**Text extract**
■ ■ ■ ■
EVALUATING AND IMPROVING PERFORMANCE OF MULTIMEDIA APPLICATIONS
ON SIMULTANEOUS MULTI-THREADING
Yen-Kuang Chen, Eric Debes, Rainer Lienhart, Matthew Holliman, and Minerva Yeung
Microprocessor Research Labs, Intel Corporation
ABSTRACT
This paper presents the study and results of running
several core multimedia applications on a simultaneous
multithreading (SMT) architecture,
including some
detailed analysis ranging from memory-bounded kernels
to computational-bounded functions. A performance
metric to evaluate effective SMT performance gain is
introduced, and compared to similar metrics on symmetric
multiprocessor (SMP) systems. In addition, we analyze
and compare SMT versus SMP systems, and highlight the
advantages in the studied applications. The results indicate
that sharing the cache in SMT processors can provide
better cache locality and thus better performance although
sharing the cache can introduce cache conflicts and reduce
the actual cache size available for each logical processor.
We also propose “mutual prefetching” -- a technique to
schedule threads so that they prefetch data for each other
in order to reduce cache miss penalty.
1. INTRODUCTION
While processors nowadays are much faster than they
used to be, the rapidly growing complexity of such
designs also makes achieving significant additional gains
more difficult. Consequently, processors/systems that can
run multiple software threads have received increasing
attention as a means of boosting overall performance. In
this paper, we first characterize the workloads of video
decoding, encoding, watermarking, and machine learning
on current superscalar architectures, and then we
characterize the same workloads on simultaneous multi-
threading (SMT) architectures. Specially, we use Intel
Xeon processors with Hyper-Threading Technology,
which is one implementation of the SMT architecture. Our
goal is to provide a better understanding of performance
improvements on SMT processors.
Figure 1 shows a high-
■ ■ ■ ■
**Information provided**
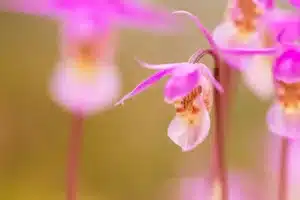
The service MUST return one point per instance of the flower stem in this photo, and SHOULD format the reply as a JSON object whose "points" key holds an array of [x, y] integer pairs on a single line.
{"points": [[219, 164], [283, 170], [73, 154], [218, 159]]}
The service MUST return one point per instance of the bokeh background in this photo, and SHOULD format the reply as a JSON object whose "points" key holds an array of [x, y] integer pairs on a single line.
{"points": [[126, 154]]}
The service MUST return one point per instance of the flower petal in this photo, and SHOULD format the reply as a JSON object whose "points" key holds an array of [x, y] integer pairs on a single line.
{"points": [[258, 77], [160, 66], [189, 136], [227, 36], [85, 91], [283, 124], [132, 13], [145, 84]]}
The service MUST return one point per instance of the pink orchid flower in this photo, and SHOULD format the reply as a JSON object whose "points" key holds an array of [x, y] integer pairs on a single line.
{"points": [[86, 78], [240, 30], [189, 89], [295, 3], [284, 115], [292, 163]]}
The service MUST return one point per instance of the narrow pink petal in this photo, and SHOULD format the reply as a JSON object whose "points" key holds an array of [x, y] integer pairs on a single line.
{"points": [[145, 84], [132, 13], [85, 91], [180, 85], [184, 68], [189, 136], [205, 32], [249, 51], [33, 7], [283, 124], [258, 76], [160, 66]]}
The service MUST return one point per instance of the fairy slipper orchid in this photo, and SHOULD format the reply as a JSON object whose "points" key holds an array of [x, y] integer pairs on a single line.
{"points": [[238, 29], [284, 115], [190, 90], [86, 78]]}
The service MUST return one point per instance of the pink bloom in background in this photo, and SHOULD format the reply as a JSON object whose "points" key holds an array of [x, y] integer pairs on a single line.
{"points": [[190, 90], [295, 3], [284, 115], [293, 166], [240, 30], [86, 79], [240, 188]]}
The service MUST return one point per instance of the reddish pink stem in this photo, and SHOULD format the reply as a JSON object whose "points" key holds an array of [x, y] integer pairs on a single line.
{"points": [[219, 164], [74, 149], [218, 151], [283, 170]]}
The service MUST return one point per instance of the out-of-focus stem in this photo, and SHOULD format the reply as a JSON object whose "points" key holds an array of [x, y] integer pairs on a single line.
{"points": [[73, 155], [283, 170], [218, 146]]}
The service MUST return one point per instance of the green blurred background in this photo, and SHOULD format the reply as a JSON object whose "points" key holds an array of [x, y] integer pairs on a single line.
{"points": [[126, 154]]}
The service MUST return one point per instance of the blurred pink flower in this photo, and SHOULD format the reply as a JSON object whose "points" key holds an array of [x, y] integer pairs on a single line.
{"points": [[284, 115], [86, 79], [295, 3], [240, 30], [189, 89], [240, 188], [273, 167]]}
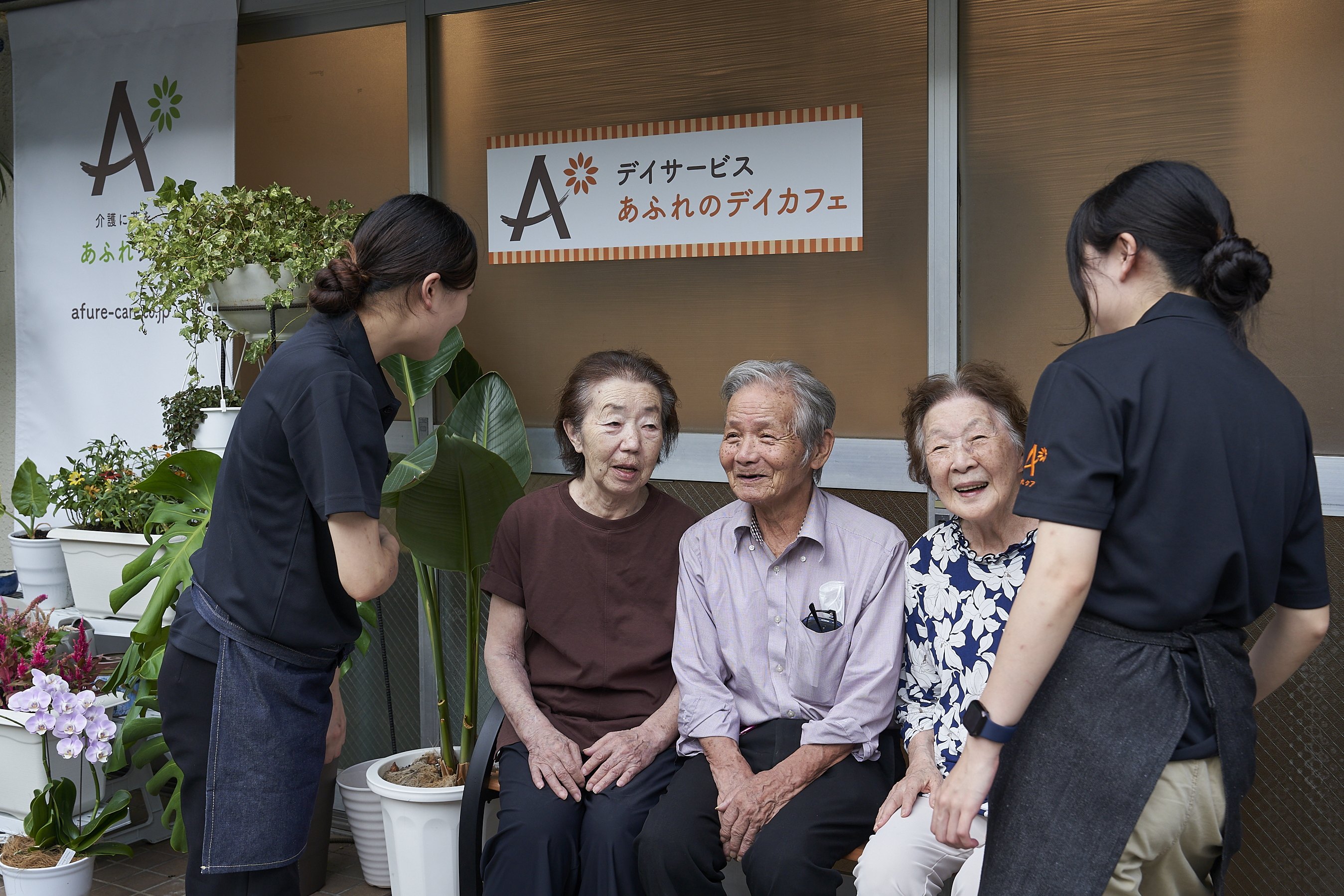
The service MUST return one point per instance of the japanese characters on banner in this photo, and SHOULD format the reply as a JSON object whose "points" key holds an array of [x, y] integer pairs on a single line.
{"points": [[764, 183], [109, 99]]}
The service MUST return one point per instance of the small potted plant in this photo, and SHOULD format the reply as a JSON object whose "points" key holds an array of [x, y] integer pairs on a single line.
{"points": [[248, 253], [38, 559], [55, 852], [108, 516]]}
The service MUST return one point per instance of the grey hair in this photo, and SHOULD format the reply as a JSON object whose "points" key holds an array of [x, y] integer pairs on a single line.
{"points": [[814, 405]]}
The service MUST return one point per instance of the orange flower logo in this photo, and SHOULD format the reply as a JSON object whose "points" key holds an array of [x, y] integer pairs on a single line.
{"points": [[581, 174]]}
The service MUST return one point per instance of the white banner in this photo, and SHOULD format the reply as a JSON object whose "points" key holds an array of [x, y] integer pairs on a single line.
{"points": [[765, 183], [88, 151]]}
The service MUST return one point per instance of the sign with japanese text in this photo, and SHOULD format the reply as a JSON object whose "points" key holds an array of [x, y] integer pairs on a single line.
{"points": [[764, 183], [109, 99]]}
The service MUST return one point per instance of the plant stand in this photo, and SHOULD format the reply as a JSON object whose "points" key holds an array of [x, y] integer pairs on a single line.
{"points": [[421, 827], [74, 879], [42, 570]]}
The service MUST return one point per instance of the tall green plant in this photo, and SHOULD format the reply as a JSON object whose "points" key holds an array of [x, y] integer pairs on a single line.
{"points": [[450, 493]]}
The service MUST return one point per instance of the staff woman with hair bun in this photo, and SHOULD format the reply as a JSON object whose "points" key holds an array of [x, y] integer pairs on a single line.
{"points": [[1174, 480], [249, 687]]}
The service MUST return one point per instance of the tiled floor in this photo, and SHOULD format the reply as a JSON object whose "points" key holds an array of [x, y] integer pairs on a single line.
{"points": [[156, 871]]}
■ ■ ■ ■
**What you will do**
**1.** Using the paper extract on simultaneous multithreading, decide whether each statement agrees with it. Give yes or no for each, along with the deciding words quoted from the extract.
(a) The study runs its workloads on Intel Xeon processors with Hyper-Threading Technology.
(b) Sharing the cache in SMT processors is said to cause no cache conflicts.
(c) Mutual prefetching schedules threads so that they prefetch data for each other.
**2.** Reproduce, character for character, the stretch of the entries from the line that contains "The service MUST return one point per instance of the staff" through the end of the entries, including both ends.

**Responses in order**
**1.**
(a) Yes: "we use Intel Xeon processors with Hyper-Threading Technology"
(b) No: "sharing the cache can introduce cache conflicts and reduce the actual cache size available for each logical processor"
(c) Yes: "a technique to schedule threads so that they prefetch data for each other"

**2.**
The service MUST return one point per instance of the staff woman with hair bun in this photo, and SHOULD format the reply as a JSON object whose "points" key holds an array of [x, y] integer pairs on a single line.
{"points": [[1174, 480], [249, 687]]}
The service MUST return one point per instance of the tiled floor in this photo, and SHOULD format the reply as a JSON object whose "points" key holds an array of [x, y] integer pairs on a single line.
{"points": [[156, 871]]}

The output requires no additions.